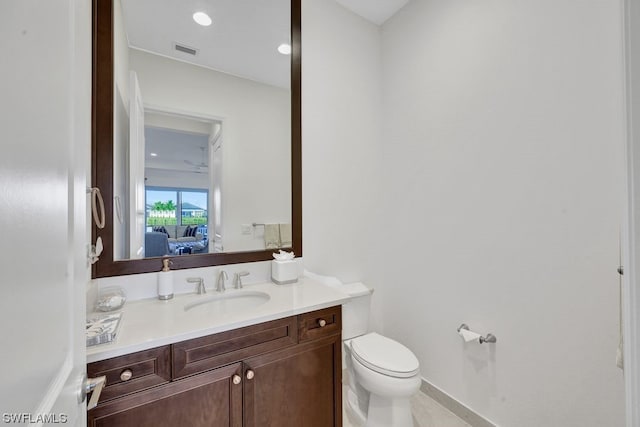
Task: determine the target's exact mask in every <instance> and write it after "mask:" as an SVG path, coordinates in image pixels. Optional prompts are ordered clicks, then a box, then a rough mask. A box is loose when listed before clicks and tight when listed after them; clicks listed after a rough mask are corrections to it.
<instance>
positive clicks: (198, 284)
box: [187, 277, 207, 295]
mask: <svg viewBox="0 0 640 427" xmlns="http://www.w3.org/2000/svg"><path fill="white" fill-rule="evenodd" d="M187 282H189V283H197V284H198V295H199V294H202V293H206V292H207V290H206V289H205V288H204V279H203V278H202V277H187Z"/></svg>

★ ★ ★ ★ ★

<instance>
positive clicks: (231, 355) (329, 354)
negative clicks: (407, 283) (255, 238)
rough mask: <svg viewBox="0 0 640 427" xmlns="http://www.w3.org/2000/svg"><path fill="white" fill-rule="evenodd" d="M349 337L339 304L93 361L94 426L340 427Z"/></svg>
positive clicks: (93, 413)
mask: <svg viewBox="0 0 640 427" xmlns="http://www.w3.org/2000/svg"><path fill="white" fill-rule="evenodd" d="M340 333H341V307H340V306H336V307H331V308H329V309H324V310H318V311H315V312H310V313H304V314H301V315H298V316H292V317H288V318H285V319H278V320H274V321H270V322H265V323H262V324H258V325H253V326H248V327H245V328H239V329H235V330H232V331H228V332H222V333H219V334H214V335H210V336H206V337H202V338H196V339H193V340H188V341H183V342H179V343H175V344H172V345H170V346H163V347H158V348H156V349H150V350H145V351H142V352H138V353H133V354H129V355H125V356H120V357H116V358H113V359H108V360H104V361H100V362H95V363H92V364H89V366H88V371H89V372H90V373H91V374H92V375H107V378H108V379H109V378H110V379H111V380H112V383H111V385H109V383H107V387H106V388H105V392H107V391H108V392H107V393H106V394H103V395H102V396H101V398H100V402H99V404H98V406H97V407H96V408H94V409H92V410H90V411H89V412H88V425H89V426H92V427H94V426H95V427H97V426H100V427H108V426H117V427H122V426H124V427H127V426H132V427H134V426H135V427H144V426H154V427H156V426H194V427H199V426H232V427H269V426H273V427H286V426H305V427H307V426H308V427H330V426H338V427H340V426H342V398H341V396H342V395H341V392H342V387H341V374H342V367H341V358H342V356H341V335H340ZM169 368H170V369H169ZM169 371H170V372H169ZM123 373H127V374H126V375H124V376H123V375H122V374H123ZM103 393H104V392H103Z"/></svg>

★ ★ ★ ★ ★

Swap "rough mask" for "coarse mask" in everything from the line containing "Task: determine the" down to the line containing "positive clicks: (198, 284)", and give only those lines again with nothing else altered.

Task: determine the target's exact mask in every <instance> and write it after "mask:" as an SVG path, coordinates in image pixels. Optional prompts are ordered clicks, then a box, then a coarse mask. A box is loose when listed before clicks and tight when listed after them; clicks listed after a coarse mask are corrections to it.
<instance>
positive clicks: (198, 284)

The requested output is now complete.